Required task: Return every line below that contains the word "over", copied in full.

Supplied information:
:::::
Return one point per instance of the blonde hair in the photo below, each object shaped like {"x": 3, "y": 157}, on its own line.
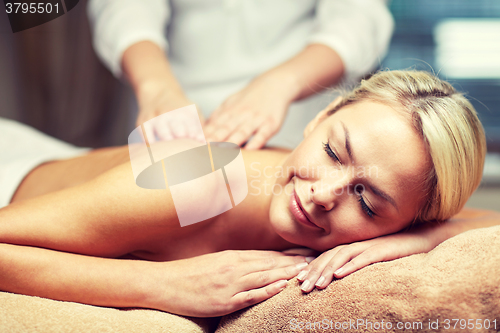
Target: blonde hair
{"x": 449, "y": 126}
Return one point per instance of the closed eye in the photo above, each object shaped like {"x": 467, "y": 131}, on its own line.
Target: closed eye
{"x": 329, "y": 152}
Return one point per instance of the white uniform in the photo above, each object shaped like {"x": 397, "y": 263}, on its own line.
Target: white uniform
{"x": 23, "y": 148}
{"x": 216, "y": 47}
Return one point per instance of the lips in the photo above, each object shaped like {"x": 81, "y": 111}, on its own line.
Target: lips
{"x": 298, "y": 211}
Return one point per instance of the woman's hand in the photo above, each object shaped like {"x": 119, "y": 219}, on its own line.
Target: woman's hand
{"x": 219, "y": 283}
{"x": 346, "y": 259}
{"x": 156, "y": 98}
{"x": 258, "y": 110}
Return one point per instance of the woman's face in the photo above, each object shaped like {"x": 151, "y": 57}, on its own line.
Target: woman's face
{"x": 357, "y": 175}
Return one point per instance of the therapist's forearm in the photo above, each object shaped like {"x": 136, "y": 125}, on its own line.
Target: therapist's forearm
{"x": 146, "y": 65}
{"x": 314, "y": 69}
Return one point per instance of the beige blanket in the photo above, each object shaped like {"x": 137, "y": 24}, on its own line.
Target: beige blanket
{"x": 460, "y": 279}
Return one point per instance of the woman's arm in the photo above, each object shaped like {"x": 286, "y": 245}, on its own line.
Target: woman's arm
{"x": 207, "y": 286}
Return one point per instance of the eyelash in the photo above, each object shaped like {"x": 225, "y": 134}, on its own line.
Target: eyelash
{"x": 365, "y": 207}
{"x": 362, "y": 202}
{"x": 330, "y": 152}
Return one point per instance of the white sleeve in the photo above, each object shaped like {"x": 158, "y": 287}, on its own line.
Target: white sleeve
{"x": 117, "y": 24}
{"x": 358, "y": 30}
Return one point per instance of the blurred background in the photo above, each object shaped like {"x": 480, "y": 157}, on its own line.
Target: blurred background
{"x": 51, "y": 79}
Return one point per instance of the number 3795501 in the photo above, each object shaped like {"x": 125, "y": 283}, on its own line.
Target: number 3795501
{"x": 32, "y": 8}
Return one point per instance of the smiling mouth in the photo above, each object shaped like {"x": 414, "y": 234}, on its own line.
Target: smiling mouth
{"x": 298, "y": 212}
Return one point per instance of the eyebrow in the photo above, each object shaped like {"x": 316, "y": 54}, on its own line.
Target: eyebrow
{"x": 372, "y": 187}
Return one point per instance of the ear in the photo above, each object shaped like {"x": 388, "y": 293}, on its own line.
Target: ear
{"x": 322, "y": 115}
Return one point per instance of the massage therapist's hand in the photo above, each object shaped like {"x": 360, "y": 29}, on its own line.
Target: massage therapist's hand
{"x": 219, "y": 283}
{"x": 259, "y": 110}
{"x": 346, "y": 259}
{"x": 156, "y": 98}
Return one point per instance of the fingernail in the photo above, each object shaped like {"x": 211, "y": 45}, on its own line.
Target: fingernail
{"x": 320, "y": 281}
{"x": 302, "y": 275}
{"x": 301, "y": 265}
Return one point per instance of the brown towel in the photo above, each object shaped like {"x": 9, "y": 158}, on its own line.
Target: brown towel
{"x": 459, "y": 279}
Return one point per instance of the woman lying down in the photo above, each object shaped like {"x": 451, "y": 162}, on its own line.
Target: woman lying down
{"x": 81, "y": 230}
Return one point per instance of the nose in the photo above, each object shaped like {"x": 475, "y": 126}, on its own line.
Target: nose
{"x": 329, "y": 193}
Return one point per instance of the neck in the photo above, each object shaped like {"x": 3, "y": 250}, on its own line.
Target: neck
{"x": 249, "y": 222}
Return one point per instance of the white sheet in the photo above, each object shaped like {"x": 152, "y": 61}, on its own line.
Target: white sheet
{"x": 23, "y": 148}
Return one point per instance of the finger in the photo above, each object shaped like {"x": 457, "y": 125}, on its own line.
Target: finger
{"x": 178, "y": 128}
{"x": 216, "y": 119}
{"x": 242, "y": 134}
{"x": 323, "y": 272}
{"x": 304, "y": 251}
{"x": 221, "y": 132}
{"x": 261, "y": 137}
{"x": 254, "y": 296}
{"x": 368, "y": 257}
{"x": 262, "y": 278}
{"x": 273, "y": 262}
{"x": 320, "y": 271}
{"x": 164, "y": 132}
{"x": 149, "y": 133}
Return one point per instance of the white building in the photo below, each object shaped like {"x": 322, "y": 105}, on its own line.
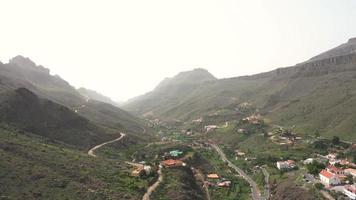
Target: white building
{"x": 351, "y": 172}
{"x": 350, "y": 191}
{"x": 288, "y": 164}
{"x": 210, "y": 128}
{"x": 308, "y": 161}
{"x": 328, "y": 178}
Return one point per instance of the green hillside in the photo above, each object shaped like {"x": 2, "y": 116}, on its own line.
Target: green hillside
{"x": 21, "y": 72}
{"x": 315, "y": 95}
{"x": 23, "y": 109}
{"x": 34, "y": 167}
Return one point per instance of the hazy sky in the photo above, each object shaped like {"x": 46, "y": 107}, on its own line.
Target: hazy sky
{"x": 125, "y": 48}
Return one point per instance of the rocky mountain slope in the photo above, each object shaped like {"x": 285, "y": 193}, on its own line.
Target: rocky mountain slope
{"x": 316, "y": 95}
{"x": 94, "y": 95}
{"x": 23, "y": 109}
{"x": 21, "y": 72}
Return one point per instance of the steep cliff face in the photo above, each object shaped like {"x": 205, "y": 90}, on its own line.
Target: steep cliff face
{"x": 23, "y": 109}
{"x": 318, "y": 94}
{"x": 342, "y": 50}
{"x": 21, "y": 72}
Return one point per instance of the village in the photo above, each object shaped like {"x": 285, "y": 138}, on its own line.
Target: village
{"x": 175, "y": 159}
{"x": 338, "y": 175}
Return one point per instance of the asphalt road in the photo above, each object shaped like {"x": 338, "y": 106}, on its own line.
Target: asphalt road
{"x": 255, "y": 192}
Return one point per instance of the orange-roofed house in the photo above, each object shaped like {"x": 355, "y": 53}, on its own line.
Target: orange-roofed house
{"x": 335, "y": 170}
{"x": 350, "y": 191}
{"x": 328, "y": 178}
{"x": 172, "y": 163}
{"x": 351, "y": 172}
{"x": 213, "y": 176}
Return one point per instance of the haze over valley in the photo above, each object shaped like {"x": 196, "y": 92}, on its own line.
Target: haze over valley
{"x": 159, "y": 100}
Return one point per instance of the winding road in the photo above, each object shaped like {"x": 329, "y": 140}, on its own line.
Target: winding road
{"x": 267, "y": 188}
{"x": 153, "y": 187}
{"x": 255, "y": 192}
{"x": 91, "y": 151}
:::::
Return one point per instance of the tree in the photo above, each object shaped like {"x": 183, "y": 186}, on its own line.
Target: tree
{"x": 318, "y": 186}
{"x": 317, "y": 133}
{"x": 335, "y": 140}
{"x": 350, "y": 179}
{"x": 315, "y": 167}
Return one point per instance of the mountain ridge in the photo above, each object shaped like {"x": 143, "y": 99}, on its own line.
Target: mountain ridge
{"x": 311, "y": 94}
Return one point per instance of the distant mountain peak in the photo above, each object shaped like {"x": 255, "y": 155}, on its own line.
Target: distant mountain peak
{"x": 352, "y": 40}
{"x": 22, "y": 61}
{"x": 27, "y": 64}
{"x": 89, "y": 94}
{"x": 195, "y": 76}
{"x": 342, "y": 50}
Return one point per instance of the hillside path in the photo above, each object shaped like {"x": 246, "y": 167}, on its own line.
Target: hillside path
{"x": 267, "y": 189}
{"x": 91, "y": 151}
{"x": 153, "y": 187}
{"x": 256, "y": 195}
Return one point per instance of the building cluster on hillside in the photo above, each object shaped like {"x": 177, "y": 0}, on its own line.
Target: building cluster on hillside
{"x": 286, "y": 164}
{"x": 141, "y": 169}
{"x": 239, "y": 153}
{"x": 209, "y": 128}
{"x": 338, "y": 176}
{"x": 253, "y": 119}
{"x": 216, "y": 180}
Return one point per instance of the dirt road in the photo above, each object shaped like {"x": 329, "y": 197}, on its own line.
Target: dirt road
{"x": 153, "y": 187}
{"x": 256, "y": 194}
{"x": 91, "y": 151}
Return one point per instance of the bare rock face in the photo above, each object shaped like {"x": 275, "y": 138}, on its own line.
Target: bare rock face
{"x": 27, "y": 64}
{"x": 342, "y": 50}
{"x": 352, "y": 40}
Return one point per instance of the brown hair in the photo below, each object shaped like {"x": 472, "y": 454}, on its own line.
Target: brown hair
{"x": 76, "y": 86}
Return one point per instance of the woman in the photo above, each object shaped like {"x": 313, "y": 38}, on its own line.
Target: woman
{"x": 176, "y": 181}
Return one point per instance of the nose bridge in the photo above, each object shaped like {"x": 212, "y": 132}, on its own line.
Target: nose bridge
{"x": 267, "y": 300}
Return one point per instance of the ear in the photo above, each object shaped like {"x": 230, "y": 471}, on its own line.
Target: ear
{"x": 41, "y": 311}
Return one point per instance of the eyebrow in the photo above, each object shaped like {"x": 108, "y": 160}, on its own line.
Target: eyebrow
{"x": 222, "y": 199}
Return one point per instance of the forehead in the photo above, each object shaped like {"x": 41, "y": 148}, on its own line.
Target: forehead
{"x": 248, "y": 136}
:::::
Worked answer:
Return one point per instance of the haze over valley in the photo above, each object shaped like {"x": 196, "y": 92}, on its own line.
Target: haze over valley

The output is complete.